» **Texto proporcionado**:

▽

Fotos del alma
Para María Larssons (Maria Heiskanen, soberbia interpretación) el azar era tan inmodificable como el destino. Es que en la Suecia de 1900, el rol de la mujer (y más aún tratándose de la clase trabajadora) se circunscribía únicamente al cuidado y crianza de los hijos y a estar siempre dispuesta a los caprichos de un marido. Por eso, fiel a esta tradición, María no tardó en acumular niños (llegó a tener 7) y tampoco en tener que aguantar un alcoholismo incipiente de su esposo Sigfrid Larsson (Mikael Persbrandt).

△

» **Sección de datos**:
▽

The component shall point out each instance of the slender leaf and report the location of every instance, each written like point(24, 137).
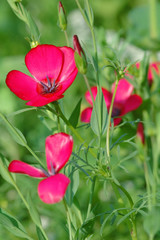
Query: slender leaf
point(12, 225)
point(75, 114)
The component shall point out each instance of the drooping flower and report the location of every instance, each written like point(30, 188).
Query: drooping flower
point(140, 132)
point(124, 101)
point(54, 185)
point(79, 56)
point(155, 66)
point(53, 70)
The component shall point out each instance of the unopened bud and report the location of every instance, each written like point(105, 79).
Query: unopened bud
point(79, 56)
point(62, 17)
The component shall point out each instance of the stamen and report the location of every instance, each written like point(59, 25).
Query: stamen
point(52, 169)
point(49, 82)
point(53, 86)
point(45, 172)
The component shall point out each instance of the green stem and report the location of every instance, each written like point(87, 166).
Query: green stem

△

» **Tareas**:
1. En el texto sobre María Larsson, ¿por qué para ella el azar era tan inmodificable como el destino? Responde en una a tres oraciones.
2. Prosigue el texto sobre María Larsson a partir de su última oración.

» **Respuestas dadas**:
1. En la Suecia de 1900 el papel de la mujer se limitaba al cuidado y la crianza de los hijos y a estar siempre dispuesta a los caprichos del marido, más aún en la clase trabajadora. Fiel a esa tradición, María llegó a tener siete hijos y tuvo que aguantar el alcoholismo incipiente de su esposo.

2.
Sin embargo, un premio de lotería que consistía en hacerse acreedora de una cámara fotográfica hará que de a poco la protagonista comience a descubrir de manera intuitiva un mundo diferente, que sólo exige renovar la mirada. Sobre ese eje de transformación, a partir de la mirada de María Larssons –abuela política del director Jan Troell en la vida real- gira la trama de Momentos que duran para siempre, multipremiada obra que recién ahora llega a las salas porteñas en cuentagotas y que reconstruye la rica biografía de esta mujer que puede considerarse para la época demasiado valiente al intentar transformarse -sin preparación alguna- en una verdadera fotógrafa, que mediante sus imágenes dejó plasmada toda una época en sintonía directa con los primeros pasos del cine mudo.
Hay dos elementos en los cuales acierta el veterano realizador danés: el desapego oportuno de la voz en off ya que quien narra la historia es Maja (Birte Heribertsson), una de las hijas de María que heredó de su madre el temperamento y el gusto por la fotografía y, por otro lado, la renuncia expresa al punto de vista unidimensional para mezclar el juego de miradas entre los personajes, pues María observa pero también es observada y juzgada tanto por la censura de su marido como por la de su entorno más próximo.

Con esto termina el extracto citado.